[62] Used in a somewhat humorous sense.
[63] Lit. “yellow money,” mani´, “money” borrowed during early English contact.
[64] Literally “once move (sun)” referring to division of portions of the day.
HOW A HUNTER ENCOUNTERED BMULE´, VISITED HIS COUNTRY AND OBTAINED A BOON[65]
FREE TRANSLATION
Once there was a man who went hunting but he could not find anything. Soon he came to a river and as he had become thirsty, he sat down and after he had sat down, he was about to drink. While he stooped down toward the water, there in the water he saw some one’s reflection really resembling a human being, but one whom he did not know but of whom he had heard. Behold he was like Bmulε´, and at once the man got up and hid himself and after he had hidden, he watched to see what the other, his friend Bmulε´, would do. Then he climbed into a tree. Then the other, whose reflection he had seen in the water while lying on his face, that one in his turn was about to come down and drink. He had a piece of gold in his mouth and he took it out and laid it on the ground. Then the man, when he saw where Bmulε´ had hidden it after taking it from his mouth, thought that he would go and steal it. Accordingly, the man started to crawl flat on his belly so that his friend would not see him, and when he came near, crawling slyly along, he took the gold.
[65] A St. Francis Abenaki tale, given by C. G. Leland and J. D. Prince (Kuloskap The Master, New York 1902, p. 236), rather closely follows this narrative, though in the St. Francis story “P’mula” gives magic eye-rings of a snake to the hunter.

RECORDS →
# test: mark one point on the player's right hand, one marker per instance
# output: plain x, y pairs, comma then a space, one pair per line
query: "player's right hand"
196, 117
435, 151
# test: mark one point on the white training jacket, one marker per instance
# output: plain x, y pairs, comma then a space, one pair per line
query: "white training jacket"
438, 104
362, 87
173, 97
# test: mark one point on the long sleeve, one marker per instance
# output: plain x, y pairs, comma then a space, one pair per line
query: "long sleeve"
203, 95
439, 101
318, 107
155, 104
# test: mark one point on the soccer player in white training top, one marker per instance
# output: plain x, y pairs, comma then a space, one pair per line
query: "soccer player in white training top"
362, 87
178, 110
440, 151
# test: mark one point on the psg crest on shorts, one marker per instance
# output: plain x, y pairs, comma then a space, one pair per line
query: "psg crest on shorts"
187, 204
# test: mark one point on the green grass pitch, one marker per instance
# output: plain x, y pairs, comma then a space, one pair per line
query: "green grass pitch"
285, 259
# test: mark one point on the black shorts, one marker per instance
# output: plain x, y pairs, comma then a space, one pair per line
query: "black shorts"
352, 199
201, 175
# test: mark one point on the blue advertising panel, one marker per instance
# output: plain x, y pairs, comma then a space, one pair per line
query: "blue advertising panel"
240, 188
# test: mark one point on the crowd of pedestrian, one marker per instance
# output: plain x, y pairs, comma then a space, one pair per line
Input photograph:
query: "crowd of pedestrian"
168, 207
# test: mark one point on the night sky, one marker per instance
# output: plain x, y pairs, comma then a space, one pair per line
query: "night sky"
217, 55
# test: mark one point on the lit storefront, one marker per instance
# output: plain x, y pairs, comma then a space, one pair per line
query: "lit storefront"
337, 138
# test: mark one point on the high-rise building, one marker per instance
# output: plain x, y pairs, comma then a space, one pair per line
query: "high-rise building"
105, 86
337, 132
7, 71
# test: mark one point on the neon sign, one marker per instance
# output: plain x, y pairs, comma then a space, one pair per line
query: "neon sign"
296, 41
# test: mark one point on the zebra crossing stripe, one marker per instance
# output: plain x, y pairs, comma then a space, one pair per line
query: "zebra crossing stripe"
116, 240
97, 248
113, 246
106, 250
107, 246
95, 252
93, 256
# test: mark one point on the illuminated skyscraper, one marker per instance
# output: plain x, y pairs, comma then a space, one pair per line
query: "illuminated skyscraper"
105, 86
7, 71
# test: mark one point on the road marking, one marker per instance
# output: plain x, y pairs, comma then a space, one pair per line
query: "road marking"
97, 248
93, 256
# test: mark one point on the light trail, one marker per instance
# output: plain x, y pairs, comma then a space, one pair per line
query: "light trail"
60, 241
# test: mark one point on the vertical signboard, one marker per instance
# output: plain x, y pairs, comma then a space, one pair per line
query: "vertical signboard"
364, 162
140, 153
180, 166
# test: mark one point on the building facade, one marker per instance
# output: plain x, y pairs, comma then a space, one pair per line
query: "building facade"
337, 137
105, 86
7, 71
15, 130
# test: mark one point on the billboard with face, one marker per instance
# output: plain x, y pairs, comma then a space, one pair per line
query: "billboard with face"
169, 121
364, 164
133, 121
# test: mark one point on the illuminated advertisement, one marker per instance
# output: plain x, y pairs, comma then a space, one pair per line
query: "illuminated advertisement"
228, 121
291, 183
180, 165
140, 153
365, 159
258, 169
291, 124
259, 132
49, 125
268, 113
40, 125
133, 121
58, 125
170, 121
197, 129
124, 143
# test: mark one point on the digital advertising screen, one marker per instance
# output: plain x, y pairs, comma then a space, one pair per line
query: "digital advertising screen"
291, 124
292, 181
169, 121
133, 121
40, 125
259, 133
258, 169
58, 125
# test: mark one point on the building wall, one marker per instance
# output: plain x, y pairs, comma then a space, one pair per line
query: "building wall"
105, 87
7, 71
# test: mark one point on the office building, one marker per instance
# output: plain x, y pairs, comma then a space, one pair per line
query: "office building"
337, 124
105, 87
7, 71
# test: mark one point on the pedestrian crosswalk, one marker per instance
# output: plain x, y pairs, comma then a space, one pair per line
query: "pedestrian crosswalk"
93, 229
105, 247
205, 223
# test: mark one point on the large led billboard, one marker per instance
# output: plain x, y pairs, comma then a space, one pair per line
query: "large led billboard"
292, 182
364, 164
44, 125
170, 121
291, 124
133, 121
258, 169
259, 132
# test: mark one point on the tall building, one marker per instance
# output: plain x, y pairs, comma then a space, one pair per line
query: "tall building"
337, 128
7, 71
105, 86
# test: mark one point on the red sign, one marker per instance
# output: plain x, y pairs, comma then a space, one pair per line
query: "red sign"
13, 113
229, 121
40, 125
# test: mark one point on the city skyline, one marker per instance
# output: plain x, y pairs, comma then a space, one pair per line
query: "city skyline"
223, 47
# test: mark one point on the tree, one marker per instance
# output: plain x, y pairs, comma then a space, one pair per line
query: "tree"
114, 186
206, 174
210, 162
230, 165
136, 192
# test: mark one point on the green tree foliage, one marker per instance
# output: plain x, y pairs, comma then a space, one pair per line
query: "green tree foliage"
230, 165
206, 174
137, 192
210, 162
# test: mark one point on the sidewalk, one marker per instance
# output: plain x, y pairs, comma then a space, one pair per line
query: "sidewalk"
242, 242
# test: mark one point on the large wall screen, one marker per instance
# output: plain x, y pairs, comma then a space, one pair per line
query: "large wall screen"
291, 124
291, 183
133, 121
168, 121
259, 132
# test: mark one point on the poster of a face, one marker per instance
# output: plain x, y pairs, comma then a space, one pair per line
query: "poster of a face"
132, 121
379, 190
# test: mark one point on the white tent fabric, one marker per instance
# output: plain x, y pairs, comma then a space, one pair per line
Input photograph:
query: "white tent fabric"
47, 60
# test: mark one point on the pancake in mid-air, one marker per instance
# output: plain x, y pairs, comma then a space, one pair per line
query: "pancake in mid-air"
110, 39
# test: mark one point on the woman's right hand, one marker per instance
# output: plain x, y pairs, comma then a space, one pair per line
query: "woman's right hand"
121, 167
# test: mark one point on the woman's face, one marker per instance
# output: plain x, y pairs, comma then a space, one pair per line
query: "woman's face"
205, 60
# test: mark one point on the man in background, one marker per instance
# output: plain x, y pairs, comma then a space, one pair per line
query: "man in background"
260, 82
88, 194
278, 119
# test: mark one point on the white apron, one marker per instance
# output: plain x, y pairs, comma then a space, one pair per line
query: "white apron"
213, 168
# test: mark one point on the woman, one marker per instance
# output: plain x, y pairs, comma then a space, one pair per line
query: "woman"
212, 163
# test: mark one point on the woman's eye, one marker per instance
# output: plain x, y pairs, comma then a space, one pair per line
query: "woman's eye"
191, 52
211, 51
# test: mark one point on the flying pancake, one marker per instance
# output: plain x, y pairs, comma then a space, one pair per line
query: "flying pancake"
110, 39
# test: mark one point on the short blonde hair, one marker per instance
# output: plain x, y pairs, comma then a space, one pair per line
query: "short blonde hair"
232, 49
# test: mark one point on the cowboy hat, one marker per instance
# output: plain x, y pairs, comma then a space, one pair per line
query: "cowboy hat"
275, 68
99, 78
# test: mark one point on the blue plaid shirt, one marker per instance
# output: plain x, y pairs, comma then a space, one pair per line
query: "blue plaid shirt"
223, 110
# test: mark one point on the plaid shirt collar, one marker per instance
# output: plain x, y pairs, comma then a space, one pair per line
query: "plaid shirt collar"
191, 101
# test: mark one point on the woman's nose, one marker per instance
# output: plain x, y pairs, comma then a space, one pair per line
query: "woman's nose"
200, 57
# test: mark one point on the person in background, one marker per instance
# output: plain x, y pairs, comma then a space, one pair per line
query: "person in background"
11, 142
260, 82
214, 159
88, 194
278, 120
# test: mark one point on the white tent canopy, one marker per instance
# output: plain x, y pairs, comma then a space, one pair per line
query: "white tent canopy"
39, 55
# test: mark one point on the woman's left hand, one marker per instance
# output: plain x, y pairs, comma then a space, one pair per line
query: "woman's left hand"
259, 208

YOUR ASSIGNMENT → In the hunter tale above the rows, what did Bmulε´ take out of his mouth and lay on the ground?

YOUR SOLUTION → A piece of gold.